WHAT IS REQUIRED –
Below are the records; copy every line in them that holds the string "shrub".

PROVIDED MATERIAL –

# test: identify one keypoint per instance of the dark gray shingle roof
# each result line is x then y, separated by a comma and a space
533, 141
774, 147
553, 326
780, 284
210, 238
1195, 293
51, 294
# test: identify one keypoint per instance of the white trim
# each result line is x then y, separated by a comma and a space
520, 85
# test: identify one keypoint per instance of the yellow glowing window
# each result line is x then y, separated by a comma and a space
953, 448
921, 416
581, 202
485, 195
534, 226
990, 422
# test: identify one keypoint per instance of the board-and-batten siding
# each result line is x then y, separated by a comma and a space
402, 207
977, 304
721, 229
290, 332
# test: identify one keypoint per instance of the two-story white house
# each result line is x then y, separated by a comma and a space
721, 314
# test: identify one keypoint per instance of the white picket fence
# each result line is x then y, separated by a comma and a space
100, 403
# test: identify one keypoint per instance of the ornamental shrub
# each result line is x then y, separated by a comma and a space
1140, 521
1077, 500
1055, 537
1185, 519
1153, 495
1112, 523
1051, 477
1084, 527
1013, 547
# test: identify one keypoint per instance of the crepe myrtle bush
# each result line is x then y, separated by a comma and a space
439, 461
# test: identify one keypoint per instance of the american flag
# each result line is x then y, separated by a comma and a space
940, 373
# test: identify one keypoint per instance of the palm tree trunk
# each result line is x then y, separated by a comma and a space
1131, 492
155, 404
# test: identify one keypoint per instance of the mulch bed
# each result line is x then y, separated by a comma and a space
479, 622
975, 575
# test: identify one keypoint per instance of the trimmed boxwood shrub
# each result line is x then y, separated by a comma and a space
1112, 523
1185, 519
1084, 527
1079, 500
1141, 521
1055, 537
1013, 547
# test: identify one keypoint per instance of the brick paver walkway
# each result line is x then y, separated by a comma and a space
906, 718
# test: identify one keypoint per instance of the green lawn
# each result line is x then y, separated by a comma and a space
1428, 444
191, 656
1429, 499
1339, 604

TASK ANSWER –
# test: identify one keypoint per instance of the ornamental shrub
# test: identify one keypoint per instance of the trimmed boxwood shrub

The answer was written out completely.